Given exercise
Give only the lines from the one containing "In this exercise you will label every instance of the reflection" through the end of the material below, exactly as written.

[Point labeling dataset excerpts]
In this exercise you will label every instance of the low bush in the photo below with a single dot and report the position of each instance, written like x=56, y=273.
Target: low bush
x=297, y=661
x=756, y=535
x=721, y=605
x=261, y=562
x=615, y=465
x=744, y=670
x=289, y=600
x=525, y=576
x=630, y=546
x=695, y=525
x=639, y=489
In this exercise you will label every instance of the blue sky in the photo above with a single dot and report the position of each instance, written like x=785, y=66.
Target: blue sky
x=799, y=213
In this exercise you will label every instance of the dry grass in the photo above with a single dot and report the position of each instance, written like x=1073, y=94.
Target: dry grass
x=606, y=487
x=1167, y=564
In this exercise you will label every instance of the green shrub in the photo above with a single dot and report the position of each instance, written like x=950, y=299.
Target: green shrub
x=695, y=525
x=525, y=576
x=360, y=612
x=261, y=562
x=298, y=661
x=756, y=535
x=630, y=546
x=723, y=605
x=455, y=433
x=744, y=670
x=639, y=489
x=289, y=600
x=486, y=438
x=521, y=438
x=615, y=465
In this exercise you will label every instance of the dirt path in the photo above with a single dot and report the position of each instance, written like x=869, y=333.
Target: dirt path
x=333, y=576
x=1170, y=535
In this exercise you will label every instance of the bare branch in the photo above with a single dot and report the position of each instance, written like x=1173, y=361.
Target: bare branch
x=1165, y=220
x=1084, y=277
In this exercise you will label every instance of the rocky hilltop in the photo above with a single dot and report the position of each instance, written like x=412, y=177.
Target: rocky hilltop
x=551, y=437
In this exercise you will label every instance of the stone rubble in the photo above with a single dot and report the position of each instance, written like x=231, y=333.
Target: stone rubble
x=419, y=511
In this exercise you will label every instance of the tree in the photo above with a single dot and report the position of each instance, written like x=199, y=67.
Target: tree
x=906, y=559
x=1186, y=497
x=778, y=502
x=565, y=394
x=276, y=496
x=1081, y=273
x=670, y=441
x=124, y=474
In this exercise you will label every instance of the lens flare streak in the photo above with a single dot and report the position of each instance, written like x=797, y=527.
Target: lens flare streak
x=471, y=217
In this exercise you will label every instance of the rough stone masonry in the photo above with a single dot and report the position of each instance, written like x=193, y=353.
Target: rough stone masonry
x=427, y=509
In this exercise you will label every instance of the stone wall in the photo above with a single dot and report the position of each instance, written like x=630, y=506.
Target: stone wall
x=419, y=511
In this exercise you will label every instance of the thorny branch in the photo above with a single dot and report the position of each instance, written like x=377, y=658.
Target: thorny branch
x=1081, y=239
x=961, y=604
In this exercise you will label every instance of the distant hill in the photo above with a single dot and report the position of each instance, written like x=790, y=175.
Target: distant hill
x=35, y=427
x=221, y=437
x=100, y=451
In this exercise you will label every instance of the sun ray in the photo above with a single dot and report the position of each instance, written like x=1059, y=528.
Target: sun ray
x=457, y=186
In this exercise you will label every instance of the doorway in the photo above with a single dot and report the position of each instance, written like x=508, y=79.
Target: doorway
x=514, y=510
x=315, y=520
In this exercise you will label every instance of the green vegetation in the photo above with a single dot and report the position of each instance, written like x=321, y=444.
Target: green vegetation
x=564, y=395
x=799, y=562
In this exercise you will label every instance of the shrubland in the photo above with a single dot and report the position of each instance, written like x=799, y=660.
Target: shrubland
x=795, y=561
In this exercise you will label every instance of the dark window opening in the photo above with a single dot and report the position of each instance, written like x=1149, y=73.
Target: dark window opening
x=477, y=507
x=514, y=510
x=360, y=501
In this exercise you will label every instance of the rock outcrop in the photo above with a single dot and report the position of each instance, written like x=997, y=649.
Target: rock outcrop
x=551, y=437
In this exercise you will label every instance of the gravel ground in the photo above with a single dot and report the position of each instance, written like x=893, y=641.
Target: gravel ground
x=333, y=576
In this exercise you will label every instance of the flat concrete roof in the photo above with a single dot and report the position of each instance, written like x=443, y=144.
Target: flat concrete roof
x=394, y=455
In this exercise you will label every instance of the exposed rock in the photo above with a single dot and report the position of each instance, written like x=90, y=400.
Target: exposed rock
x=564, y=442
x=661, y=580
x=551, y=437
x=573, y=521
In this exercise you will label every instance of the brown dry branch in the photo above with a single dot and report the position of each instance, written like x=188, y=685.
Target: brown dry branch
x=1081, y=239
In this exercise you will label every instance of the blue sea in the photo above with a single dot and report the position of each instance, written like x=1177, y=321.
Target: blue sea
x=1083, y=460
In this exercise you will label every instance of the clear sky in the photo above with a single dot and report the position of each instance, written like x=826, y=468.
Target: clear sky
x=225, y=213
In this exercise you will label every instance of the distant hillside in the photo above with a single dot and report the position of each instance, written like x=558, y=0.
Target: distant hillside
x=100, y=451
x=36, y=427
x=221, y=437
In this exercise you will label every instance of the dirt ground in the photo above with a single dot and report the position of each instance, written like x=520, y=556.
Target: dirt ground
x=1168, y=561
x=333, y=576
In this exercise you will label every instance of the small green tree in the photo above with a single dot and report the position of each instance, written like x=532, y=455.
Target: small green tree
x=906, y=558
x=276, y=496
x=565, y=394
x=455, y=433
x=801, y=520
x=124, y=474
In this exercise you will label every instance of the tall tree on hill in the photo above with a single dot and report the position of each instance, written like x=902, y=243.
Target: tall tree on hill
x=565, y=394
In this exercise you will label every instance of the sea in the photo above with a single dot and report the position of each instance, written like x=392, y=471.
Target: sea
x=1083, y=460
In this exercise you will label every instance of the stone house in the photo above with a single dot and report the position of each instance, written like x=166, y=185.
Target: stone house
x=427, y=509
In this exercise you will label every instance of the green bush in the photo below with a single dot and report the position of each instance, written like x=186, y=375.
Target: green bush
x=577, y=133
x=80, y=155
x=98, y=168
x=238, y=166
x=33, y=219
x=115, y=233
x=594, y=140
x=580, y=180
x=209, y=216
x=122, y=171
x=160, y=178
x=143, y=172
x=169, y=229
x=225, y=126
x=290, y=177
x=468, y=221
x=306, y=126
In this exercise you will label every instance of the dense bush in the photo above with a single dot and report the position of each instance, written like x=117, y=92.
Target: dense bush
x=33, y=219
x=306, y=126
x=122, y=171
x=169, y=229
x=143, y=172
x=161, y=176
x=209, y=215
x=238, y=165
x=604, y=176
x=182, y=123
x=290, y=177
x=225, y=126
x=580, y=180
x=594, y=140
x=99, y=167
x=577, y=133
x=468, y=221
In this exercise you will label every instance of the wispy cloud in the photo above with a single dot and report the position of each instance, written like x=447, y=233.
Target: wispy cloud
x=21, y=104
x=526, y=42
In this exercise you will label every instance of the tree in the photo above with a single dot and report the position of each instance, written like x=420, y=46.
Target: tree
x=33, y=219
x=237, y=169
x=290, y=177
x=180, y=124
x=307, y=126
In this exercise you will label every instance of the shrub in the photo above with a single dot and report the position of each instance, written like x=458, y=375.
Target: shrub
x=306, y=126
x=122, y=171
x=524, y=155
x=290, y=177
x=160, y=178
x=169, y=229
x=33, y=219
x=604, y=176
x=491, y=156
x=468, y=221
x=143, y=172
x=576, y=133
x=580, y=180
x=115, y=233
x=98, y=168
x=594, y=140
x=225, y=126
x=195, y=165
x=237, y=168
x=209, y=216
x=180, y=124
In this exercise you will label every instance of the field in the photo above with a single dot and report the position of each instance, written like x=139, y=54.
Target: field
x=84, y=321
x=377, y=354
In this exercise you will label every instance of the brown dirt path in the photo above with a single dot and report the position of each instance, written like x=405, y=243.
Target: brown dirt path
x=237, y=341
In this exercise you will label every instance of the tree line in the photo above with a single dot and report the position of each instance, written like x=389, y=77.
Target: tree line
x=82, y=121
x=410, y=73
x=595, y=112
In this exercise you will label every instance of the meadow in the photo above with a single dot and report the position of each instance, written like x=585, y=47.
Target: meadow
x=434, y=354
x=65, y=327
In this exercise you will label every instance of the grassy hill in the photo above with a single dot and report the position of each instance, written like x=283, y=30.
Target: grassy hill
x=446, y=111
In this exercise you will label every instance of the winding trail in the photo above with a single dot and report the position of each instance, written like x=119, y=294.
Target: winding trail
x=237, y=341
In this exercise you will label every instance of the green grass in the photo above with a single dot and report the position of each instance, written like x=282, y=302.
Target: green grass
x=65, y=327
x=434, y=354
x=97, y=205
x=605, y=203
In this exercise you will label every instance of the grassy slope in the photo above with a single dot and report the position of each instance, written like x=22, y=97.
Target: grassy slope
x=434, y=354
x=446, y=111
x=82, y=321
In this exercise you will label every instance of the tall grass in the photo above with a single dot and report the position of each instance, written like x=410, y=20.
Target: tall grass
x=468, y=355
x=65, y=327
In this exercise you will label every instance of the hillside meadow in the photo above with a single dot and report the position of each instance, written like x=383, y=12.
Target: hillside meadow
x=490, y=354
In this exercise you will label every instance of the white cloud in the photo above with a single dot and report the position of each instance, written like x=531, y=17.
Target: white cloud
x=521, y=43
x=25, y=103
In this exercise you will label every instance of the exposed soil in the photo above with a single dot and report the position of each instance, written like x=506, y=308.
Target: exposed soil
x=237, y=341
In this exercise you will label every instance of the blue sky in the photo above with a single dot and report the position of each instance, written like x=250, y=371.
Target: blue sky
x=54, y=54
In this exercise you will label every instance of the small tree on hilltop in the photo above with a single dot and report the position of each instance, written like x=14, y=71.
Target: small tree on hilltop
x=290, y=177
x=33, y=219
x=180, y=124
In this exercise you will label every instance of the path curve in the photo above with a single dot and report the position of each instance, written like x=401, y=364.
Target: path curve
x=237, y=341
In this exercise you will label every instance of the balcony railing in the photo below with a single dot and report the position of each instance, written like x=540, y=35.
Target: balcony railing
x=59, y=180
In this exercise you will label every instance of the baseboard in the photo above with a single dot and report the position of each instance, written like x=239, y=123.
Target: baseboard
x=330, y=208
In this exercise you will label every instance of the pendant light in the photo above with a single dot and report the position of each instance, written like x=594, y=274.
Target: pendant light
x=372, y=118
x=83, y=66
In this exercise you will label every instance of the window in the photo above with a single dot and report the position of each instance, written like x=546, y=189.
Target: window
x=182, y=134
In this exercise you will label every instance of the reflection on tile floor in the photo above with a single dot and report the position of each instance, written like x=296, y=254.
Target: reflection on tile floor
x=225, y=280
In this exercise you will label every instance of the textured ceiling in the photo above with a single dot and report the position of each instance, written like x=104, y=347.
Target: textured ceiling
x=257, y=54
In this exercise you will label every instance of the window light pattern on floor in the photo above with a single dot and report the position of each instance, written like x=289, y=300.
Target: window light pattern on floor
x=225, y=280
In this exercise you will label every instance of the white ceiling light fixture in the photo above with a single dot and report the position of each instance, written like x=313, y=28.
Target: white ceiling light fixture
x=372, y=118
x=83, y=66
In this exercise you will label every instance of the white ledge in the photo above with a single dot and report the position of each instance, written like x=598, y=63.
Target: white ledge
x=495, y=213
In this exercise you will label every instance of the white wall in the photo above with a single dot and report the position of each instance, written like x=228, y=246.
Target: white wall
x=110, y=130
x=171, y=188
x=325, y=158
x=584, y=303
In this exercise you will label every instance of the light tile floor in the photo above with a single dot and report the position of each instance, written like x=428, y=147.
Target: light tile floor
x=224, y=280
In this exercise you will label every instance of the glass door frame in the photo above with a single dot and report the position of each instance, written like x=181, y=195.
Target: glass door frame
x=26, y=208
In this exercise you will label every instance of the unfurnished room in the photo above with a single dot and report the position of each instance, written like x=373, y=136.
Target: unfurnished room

Result for this task
In this exercise you will label every instance of the reflection on tile floor in the photo above with a single dot and report the position of each instance, written like x=296, y=254.
Target: reflection on tile floor
x=225, y=280
In this exercise you will label every instance of the textured ceiling in the photo above with a single dot and report the position of each instance, written like x=104, y=347.
Target: textured ceiling
x=257, y=54
In this exercise you will label every instance of the window light pattern on floor in the photo above with a single dot and report the position of each instance, written like x=289, y=300.
Target: window light pattern on floor
x=225, y=280
In this exercise you will label every instance of the white ceiling light fixture in the photo above with a single dot and report the position of each instance, written like x=313, y=28.
Target: white ceiling light fixture
x=372, y=118
x=83, y=66
In this exercise you will label every instance of the white ledge in the photo above with a single dot and report the position of each instance, written like x=598, y=63.
Target: white ledge
x=495, y=213
In this exercise you will label every instance of the white wall in the photo above with a single dot and report the position of each instance, written like x=228, y=246.
Target: white wall
x=110, y=130
x=171, y=188
x=325, y=158
x=584, y=303
In this exercise you will label every instance of the light tile floor in the photo above with a single dot and report the position of each instance, written like x=428, y=147.
Target: light tile floor
x=224, y=280
In this exercise you will label every instance of the glass door frame in the photo above with a single dot and report the position of each instance, written like x=181, y=195.
Target: glass door frame
x=26, y=208
In this exercise you will label every instance of the unfurnished room in the photo above with a single dot and report the position of each instance, written like x=373, y=136.
Target: unfurnished room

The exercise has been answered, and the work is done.